In the records below, revise the stretch from the line containing "Mark the skier in dark" through the line containing "[130,90,151,168]" by replacing "dark jacket" with "blue jacket" and changing nothing else. Give back only those lines.

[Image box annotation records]
_ _ _ _ _

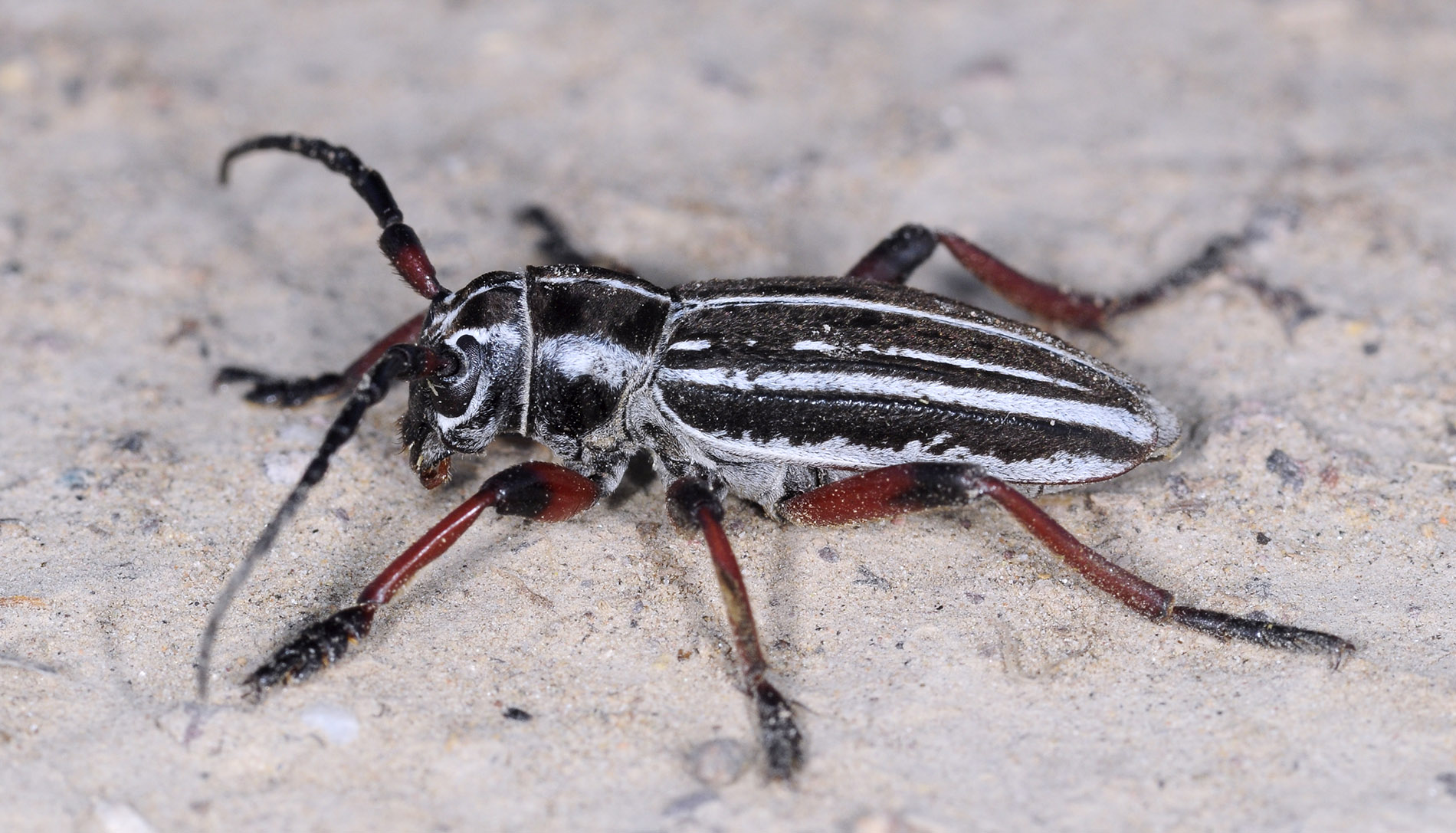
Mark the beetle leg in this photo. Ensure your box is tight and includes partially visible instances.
[844,223,936,284]
[217,134,445,300]
[667,477,804,781]
[516,205,636,275]
[246,461,600,699]
[779,463,1356,667]
[935,223,1319,330]
[212,313,425,408]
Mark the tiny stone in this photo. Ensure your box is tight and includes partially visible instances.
[687,738,749,786]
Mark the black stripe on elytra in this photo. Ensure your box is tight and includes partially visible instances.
[657,382,1147,482]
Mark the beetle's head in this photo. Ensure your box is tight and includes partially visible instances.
[399,272,530,490]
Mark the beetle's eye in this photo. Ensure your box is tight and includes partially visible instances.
[440,335,480,380]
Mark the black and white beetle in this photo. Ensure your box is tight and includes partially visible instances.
[197,136,1354,779]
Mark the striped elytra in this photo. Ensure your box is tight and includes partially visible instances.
[405,267,1178,511]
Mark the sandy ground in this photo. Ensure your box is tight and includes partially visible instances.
[0,0,1456,833]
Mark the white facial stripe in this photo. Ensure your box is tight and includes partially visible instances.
[432,278,526,332]
[435,323,521,434]
[658,367,1156,444]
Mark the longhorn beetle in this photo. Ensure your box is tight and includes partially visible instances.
[197,136,1354,779]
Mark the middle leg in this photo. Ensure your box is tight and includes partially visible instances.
[667,477,804,781]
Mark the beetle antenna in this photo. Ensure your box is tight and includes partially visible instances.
[217,134,447,300]
[197,343,445,703]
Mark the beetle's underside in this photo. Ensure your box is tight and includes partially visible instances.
[198,136,1354,778]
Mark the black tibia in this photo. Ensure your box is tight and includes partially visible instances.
[844,223,936,284]
[516,205,636,275]
[217,134,445,299]
[779,463,1356,665]
[212,313,425,408]
[243,605,377,700]
[212,367,343,408]
[1169,606,1356,667]
[248,461,600,699]
[932,218,1318,329]
[667,477,804,779]
[197,345,440,700]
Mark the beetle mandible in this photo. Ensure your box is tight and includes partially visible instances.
[197,136,1354,779]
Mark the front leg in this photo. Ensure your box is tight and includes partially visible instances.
[212,313,425,408]
[246,463,602,699]
[667,477,804,781]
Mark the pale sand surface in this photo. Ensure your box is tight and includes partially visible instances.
[0,0,1456,831]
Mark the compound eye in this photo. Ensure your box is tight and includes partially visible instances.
[440,335,480,382]
[431,335,485,418]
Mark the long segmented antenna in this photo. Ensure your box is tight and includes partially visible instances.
[197,343,450,703]
[217,134,447,300]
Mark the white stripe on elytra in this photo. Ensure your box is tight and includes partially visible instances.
[858,343,1086,390]
[652,390,1131,484]
[657,367,1158,444]
[667,296,1115,377]
[516,277,536,437]
[667,338,713,349]
[722,341,1086,390]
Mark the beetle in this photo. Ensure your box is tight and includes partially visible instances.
[197,136,1354,779]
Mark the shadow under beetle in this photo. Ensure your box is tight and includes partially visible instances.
[197,136,1354,779]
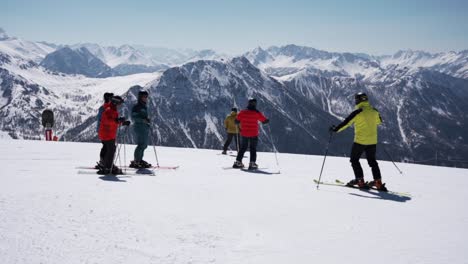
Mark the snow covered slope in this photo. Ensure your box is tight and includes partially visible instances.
[0,52,161,138]
[0,140,468,264]
[0,28,56,63]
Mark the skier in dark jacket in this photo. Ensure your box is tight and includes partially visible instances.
[330,93,387,191]
[97,96,130,175]
[96,93,114,169]
[232,98,269,170]
[130,90,151,168]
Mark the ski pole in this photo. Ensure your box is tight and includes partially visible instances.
[267,124,280,170]
[317,132,333,190]
[382,145,403,174]
[123,126,128,173]
[110,127,120,173]
[150,127,159,167]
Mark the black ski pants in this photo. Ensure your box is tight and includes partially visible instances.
[223,133,239,151]
[350,143,382,180]
[102,139,116,169]
[236,137,258,162]
[99,142,106,164]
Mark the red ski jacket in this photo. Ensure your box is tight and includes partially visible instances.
[99,103,120,141]
[236,109,267,137]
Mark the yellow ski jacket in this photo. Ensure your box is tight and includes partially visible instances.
[335,101,382,145]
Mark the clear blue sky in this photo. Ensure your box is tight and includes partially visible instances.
[0,0,468,55]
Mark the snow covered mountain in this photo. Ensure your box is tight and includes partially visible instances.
[66,57,348,153]
[245,45,468,80]
[135,45,229,67]
[0,49,160,139]
[0,28,468,166]
[60,54,468,166]
[0,28,56,63]
[380,50,468,79]
[70,43,159,68]
[0,140,468,264]
[245,45,383,80]
[41,47,113,78]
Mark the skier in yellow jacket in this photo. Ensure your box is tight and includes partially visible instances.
[330,93,387,191]
[222,107,239,154]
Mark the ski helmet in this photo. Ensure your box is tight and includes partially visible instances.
[138,90,149,98]
[249,97,257,103]
[111,95,124,105]
[247,98,257,110]
[354,92,369,104]
[104,93,114,103]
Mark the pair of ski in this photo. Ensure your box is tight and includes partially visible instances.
[223,167,281,174]
[314,179,411,197]
[76,166,179,176]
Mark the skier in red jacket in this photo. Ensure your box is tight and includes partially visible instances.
[97,96,130,175]
[232,98,269,170]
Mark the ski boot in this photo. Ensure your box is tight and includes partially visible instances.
[129,160,140,169]
[140,160,151,169]
[249,162,258,170]
[111,165,123,175]
[232,160,244,169]
[346,178,369,189]
[94,161,104,170]
[367,179,388,192]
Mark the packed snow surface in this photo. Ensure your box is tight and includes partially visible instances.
[0,140,468,264]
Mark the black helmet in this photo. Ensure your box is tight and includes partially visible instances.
[247,98,257,110]
[354,92,369,104]
[138,90,148,98]
[249,97,257,104]
[104,93,114,103]
[111,95,124,105]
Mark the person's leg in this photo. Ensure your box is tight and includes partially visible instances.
[366,145,382,180]
[250,137,258,162]
[99,142,106,164]
[133,126,148,162]
[236,137,249,162]
[139,129,149,160]
[350,143,364,180]
[223,133,234,152]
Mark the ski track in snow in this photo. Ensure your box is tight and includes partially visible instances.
[0,140,468,264]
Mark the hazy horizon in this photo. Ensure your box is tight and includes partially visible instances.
[0,0,468,56]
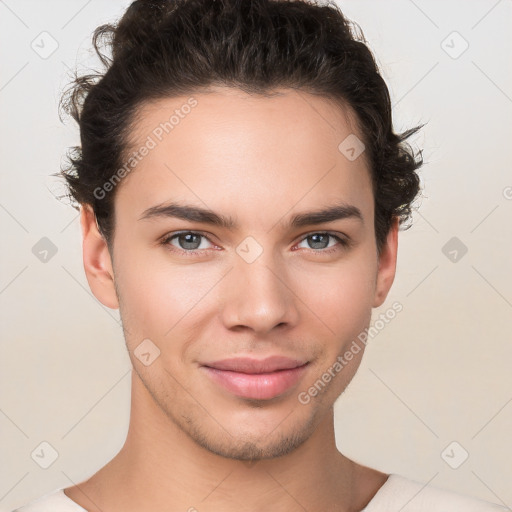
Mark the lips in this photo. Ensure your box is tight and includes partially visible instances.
[201,356,309,400]
[204,356,306,374]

_ _ _ _ _

» Solved problem
Mark the skier in blue jacket in this photo. Ensure your box is tight and includes partially visible instances.
[330,93,387,191]
[97,96,130,175]
[96,93,114,169]
[232,98,269,170]
[130,90,151,168]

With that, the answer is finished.